* start STORED RECORDS *

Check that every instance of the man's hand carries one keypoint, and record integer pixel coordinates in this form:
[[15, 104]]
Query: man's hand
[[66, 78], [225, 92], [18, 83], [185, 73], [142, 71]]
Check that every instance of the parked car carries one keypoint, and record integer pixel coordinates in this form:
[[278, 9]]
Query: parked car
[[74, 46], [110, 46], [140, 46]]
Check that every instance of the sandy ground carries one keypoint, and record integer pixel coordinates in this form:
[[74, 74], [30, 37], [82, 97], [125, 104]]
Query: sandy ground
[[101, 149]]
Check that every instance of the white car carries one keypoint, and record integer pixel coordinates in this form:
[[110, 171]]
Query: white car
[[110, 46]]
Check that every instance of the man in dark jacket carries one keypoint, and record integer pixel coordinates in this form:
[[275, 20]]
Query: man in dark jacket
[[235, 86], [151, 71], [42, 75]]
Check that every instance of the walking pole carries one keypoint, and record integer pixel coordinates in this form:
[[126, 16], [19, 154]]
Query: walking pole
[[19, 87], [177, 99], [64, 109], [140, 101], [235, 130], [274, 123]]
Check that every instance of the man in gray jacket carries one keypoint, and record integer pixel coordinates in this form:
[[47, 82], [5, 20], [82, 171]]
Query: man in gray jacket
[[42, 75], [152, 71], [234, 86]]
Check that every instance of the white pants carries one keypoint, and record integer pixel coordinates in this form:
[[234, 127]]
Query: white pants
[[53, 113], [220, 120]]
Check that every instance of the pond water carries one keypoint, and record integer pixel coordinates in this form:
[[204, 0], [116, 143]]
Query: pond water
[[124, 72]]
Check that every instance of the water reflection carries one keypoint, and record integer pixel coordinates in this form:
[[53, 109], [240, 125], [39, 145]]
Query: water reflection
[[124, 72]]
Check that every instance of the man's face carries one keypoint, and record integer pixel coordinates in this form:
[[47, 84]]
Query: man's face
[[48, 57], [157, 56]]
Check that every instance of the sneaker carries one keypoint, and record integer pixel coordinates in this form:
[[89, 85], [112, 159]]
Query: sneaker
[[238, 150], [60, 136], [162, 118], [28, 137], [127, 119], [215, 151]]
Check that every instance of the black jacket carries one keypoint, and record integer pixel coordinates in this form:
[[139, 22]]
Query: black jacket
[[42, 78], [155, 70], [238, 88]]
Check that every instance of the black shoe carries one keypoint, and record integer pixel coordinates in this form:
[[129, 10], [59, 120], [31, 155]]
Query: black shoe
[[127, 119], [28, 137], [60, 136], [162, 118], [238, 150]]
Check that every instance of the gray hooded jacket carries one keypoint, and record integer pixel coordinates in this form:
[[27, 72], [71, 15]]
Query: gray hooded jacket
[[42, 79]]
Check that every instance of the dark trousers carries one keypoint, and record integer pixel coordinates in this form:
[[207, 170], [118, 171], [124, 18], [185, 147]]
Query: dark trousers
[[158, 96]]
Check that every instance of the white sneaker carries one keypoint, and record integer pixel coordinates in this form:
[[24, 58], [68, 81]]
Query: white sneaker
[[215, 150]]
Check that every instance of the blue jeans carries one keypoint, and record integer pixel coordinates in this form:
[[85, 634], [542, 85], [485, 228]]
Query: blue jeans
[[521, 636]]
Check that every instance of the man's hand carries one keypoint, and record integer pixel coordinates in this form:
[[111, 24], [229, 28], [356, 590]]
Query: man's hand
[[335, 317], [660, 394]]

* end STORED RECORDS *

WHAT IS ASKED:
Could you shift every coordinate in the answers by -104 and write out the entries again, requests included, from the start of the entries through the line containing "[[66, 78], [225, 92], [18, 83], [185, 73], [142, 71]]"?

EXERCISE RESULT:
Check that every instance of the man's hand carries one keypoint, and record integer pixel coordinates in this form:
[[15, 104]]
Query: man's hand
[[-38, -26], [121, -12], [-86, -21], [81, -31], [38, -33]]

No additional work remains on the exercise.